#### ARTICLE:
------------------------

Members of Tree Keepers, a city-sponsored volunteer group, were just one of the many organizations, businesses and families who trekked through mud and water to clean up the city.

Several groups completed their work Friday night in anticipation of the forecast for snow. Others

rescheduled their events for later.

On the other side of the park at the trail’s entrance, Cheryl Hardy, a Columbia College psychology professor, was cleaning up near the parking lot. Hardy said she attributes a number of the city’s environmental efforts to Mayor Darwin Hindman.

Hardy said she’s personally drawn to help because she realizes that the trash on the ground will last a lot longer than people realize.

“When people throw down a cigarette butt, they just assume it will biodegrade, but what they don’t know is that it takes something like 20 years,” Hardy said.

Almost every year, an average of about 1,100 Columbians come out to clean up the city’s parks and streets. Last year, volunteers gave 2,539 hours, which, when multiplied by the national value for an hour of volunteer service, equals about $45,800 of what could have been paid work.

------------------------

#### RECORDS:
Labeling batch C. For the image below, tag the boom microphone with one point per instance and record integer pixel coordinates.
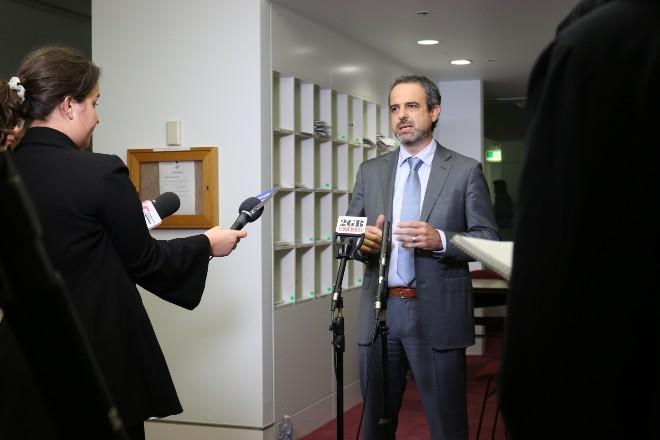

------------------------

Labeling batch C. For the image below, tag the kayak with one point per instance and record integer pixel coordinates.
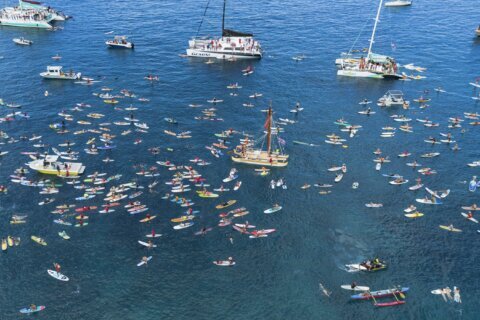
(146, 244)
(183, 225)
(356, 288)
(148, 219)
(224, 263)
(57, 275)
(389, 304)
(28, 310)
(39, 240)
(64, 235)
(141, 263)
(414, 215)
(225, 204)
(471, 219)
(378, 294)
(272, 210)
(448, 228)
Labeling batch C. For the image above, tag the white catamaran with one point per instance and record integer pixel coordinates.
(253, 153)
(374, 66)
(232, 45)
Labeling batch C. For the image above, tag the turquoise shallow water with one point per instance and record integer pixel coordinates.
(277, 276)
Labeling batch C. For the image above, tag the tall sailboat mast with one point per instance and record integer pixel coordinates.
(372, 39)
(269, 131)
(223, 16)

------------------------

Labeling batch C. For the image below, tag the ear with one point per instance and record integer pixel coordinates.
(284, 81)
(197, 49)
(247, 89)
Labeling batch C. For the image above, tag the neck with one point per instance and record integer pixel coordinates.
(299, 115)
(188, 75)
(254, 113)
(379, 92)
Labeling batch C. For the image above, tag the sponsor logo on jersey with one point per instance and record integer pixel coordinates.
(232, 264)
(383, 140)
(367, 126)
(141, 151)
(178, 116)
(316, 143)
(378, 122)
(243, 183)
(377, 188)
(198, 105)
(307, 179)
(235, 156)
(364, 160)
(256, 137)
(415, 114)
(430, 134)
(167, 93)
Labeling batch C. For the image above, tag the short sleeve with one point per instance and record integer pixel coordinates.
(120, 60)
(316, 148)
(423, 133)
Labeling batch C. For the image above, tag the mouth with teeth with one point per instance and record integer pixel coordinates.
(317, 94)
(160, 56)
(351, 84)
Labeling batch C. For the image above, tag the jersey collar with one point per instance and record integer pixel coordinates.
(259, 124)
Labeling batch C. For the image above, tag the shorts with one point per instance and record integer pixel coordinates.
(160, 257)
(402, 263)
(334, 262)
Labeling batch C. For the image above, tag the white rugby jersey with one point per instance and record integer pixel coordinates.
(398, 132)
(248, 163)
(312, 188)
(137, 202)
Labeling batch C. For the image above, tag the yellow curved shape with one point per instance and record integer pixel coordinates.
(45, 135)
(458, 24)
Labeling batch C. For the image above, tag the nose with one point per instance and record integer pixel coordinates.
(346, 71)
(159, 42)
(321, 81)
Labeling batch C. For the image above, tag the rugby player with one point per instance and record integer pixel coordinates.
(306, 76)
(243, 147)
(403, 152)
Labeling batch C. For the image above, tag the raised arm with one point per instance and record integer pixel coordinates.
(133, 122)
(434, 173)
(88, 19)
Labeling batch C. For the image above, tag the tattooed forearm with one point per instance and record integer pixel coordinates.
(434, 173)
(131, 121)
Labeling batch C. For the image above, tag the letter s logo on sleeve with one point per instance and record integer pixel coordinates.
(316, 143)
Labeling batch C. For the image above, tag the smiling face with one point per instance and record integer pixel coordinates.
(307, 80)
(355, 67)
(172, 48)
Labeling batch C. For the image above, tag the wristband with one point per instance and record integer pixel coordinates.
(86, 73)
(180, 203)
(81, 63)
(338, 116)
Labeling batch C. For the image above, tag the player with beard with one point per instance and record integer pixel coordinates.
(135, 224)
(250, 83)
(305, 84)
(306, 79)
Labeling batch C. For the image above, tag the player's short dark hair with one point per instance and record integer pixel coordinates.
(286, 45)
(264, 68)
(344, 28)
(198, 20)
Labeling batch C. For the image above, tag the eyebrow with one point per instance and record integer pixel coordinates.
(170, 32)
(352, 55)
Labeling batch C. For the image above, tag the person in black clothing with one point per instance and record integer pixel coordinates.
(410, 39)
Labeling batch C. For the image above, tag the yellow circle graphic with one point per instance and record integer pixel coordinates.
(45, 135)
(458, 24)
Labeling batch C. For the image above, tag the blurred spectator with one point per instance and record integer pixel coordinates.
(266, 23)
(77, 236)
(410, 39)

------------------------

#### WRITTEN TASK 1:
Reproduce the article about the city cleanup word for word, in full.
#### WRITTEN TASK 2:
Show every line of the rows that contains the word "yellow".
The article about the city cleanup and the rows have no connection to each other.

#### EXPECTED ANSWER 1:
Members of Tree Keepers, a city-sponsored volunteer group, were just one of the many organizations, businesses and families who trekked through mud and water to clean up the city.

Several groups completed their work Friday night in anticipation of the forecast for snow. Others

rescheduled their events for later.

On the other side of the park at the trail’s entrance, Cheryl Hardy, a Columbia College psychology professor, was cleaning up near the parking lot. Hardy said she attributes a number of the city’s environmental efforts to Mayor Darwin Hindman.

Hardy said she’s personally drawn to help because she realizes that the trash on the ground will last a lot longer than people realize.

“When people throw down a cigarette butt, they just assume it will biodegrade, but what they don’t know is that it takes something like 20 years,” Hardy said.

Almost every year, an average of about 1,100 Columbians come out to clean up the city’s parks and streets. Last year, volunteers gave 2,539 hours, which, when multiplied by the national value for an hour of volunteer service, equals about $45,800 of what could have been paid work.

#### EXPECTED ANSWER 2:
Labeling batch C. For the image above, tag the yellow curved shape with one point per instance and record integer pixel coordinates.
Labeling batch C. For the image above, tag the yellow circle graphic with one point per instance and record integer pixel coordinates.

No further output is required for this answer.